### To do
A. Extract the part of the biography from "Personal details" up to and including "of Virginia (JD)", copying it word for word.
B. In one to three sentences, use the biography to explain what the new laws struck down on January 19, 1959 were designed to do and which bodies declared them unconstitutional.

### Passage

Chief Judge of the United States Court of Appeals for the Fourth Circuit
- In office February 14, 1996 – February 15, 2003
- Preceded by: Samuel James Ervin III
- Succeeded by: William Walter Wilkins

Judge of the United States Court of Appeals for the Fourth Circuit
- Incumbent
- Assumed office August 13, 1984
- Appointed by: Ronald Reagan
- Preceded by: John D. Butzner Jr.

Personal details
- Born: James Harvie Wilkinson III September 29, 1944 (age 81) New York City, New York, U.S.
- Party: Republican
- Spouse: Lossie Grist Noell ​(m. 1973)​
- Children: 2
- Relatives: Jeff Wall (son-in-law)
- Education: Yale University (BA) University of Virginia (JD)

= J. Harvie Wilkinson III =

American judge (born 1944)

James Harvie Wilkinson III (born September 29, 1944) is an American attorney and jurist who has served as a United States circuit judge on the United States Court of Appeals for the Fourth Circuit since 1984. He was appointed to the Fourth Circuit by President Ronald Reagan and he served as chief judge of the circuit from 1996 to 2003.

== Early and family life ==
Wilkinson was born in New York City, to Alice Culbreth Wilkinson and J. Harvie Wilkinson Jr. He was raised in Richmond, Virginia, where he attended St. Christopher's School during the state's Massive Resistance crisis concerning desegregation of the public schools. His father (CEO of State Planters Bank, later part of Crestar Bank) joined to support Governor J. Lindsay Almond with Norfolk and Western Railroad CEO Stuart Saunders and Richmond School Board President (and later Supreme Court Justice) Lewis F. Powell and others. Almond had broken with the Byrd Organization and adhered to the decisions of the Virginia Supreme Court and a three judge federal panel on January 19, 1959 that declared as unconstitutional certain new laws designed to maintain segregation.

[Dataset entries]
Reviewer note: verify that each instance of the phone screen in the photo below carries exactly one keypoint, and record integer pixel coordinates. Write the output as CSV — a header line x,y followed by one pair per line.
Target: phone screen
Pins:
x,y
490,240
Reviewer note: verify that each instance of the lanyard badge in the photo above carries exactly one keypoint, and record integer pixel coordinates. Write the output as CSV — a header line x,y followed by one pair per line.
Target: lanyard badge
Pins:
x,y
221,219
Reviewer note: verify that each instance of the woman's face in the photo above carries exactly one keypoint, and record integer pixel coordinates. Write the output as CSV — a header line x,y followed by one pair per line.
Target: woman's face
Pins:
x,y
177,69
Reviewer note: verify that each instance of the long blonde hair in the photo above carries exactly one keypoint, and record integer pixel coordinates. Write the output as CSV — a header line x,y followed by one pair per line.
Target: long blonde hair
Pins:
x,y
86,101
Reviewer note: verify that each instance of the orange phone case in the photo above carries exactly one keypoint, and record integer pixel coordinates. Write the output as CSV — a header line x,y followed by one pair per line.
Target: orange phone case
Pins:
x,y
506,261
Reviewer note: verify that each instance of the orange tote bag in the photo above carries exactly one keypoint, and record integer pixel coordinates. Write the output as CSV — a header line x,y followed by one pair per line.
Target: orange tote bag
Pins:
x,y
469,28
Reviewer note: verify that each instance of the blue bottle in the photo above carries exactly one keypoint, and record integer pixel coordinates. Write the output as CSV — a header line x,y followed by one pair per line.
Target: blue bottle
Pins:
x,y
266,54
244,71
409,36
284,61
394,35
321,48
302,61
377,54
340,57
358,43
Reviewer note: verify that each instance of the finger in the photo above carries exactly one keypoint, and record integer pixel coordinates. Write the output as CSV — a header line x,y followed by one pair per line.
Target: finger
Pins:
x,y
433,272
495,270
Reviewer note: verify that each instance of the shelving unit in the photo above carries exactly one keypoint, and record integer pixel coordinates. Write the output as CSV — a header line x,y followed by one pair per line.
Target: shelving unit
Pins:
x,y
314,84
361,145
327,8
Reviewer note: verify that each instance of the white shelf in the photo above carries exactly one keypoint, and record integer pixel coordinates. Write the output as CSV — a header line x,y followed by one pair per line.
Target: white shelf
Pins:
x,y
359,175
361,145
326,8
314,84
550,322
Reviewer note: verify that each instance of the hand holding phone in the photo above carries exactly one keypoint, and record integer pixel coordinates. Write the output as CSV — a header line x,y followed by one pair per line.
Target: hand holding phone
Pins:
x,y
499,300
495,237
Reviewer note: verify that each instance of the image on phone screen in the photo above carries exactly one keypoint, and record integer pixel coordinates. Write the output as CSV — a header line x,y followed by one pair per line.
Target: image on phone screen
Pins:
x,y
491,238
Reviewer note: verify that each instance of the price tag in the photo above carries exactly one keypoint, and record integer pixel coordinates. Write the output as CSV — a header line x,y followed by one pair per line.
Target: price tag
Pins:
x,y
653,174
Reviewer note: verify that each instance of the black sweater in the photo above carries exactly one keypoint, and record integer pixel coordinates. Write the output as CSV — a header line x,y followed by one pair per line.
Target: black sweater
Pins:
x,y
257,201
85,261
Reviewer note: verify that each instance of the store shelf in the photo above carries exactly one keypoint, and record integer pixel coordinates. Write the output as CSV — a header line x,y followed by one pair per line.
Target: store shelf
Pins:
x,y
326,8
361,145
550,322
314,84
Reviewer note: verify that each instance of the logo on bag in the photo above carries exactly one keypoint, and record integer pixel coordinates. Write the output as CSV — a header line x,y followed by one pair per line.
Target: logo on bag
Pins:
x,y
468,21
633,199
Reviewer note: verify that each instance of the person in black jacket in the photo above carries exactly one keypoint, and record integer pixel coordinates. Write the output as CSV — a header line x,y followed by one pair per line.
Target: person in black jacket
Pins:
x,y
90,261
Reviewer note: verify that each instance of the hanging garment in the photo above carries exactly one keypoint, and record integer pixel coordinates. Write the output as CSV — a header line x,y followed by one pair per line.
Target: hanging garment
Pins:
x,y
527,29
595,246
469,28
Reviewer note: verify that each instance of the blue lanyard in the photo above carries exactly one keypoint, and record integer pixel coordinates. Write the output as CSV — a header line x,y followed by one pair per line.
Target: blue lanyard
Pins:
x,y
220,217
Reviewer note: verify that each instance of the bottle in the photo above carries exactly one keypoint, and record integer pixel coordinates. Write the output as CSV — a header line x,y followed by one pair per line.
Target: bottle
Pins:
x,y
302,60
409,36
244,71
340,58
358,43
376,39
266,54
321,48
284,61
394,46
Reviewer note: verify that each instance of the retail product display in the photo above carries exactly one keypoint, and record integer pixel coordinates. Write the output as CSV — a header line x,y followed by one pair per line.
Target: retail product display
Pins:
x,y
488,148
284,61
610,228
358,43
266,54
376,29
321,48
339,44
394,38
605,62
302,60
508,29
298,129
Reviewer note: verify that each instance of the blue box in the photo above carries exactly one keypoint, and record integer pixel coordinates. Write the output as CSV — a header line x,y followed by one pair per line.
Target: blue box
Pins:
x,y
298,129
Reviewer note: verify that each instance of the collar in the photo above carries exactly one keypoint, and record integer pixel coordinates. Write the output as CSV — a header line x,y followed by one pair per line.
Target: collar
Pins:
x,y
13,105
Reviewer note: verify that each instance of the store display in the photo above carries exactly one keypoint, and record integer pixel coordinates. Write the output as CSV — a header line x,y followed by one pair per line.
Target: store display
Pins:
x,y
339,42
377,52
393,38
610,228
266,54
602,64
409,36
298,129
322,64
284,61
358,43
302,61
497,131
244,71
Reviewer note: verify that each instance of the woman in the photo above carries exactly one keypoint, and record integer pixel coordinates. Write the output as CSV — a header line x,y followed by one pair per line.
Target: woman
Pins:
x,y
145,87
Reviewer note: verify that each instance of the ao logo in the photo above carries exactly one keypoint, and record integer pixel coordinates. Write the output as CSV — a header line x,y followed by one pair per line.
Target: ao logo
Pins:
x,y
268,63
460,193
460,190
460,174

### Task-by-task outputs
A.
Personal details
- Born: James Harvie Wilkinson III September 29, 1944 (age 81) New York City, New York, U.S.
- Party: Republican
- Spouse: Lossie Grist Noell ​(m. 1973)​
- Children: 2
- Relatives: Jeff Wall (son-in-law)
- Education: Yale University (BA) University of Virginia (JD)

B. The new laws were designed to maintain segregation in Virginia. The Virginia Supreme Court and a three-judge federal panel declared them unconstitutional.